**Task details:** Return every line of the data below that contains the string "tree". Treat uppercase and lowercase letters as distinct when matching.

**Data provided:**
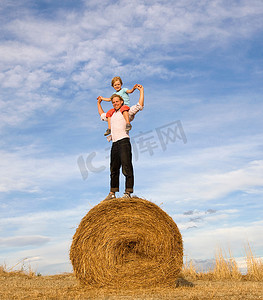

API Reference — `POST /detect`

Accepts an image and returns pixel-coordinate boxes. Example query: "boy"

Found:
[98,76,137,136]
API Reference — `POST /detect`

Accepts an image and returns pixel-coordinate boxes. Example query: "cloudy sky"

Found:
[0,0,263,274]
---
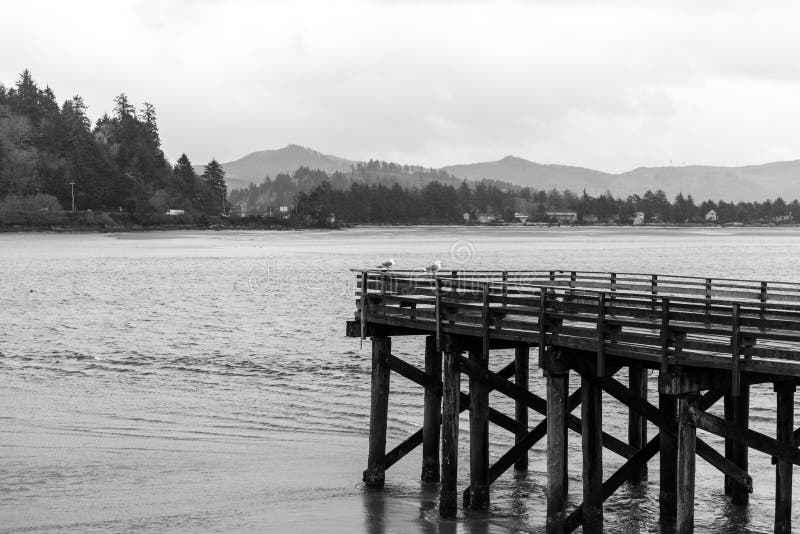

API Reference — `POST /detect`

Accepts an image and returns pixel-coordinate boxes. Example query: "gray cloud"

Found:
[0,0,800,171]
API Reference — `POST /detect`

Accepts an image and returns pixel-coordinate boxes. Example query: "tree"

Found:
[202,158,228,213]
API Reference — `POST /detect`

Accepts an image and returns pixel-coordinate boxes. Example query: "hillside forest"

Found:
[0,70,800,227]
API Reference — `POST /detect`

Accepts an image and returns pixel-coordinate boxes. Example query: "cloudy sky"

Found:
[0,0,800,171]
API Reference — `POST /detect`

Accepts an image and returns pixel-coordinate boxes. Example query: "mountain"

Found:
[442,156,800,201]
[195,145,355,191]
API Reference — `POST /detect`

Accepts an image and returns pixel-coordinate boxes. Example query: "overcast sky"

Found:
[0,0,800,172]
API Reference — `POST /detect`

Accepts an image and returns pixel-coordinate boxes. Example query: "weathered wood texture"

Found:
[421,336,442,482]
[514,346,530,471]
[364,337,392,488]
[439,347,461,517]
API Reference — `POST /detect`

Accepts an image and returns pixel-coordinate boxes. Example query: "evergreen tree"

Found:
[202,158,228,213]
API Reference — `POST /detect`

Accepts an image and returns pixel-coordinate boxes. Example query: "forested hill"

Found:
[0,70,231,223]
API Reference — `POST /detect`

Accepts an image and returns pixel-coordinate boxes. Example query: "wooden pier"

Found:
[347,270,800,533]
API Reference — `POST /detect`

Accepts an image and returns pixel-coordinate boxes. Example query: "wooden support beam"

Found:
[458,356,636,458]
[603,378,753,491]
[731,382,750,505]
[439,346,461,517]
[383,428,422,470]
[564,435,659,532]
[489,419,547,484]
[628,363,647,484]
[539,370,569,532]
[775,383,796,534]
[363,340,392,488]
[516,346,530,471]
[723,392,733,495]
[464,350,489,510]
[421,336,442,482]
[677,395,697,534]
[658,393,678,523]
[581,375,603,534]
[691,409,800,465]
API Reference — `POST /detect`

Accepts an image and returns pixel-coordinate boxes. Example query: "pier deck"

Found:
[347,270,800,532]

**Exercise solution:**
Accepts an image and returns pixel-coordinate boxes. Example query: "tree"
Accepts an image and returns pixel-coordinate boxes. Example query: "evergreen tree"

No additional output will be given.